## START Records provided

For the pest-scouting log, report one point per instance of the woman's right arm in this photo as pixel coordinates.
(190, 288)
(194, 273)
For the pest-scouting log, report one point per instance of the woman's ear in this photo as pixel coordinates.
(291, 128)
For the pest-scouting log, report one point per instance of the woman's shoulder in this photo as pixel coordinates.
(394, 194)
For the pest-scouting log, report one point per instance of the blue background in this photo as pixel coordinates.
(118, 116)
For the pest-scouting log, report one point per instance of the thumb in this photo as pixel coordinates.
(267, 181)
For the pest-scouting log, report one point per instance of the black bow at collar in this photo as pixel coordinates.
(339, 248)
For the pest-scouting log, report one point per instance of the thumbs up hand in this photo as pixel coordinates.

## END Records provided

■ Set task
Please rewrite the rows above with "pest-scouting log" replaced by "field-survey log" everywhere it occurs. Keep everything else the same.

■ Written response
For the field-survey log, report one point per instance of the woman's right arm in this photo as pixel coordinates.
(190, 288)
(194, 273)
For the field-survey log, report one point per instance of the woman's ear in this photo as pixel coordinates.
(291, 128)
For the field-survey log, report one point per instance of the woman's shoulder in this photo as pixel coordinates.
(394, 194)
For the field-survey log, report one point per instance of the blue background in this photo as pixel coordinates.
(118, 116)
For the field-survey log, report one point per instance of the thumb in this photo as pixel coordinates.
(267, 181)
For the field-survey log, report one point per instance of the black bow at collar in this photo as pixel coordinates.
(339, 248)
For the field-survey log, report one point per instance of the thumbs up hand in this photo as pixel coordinates.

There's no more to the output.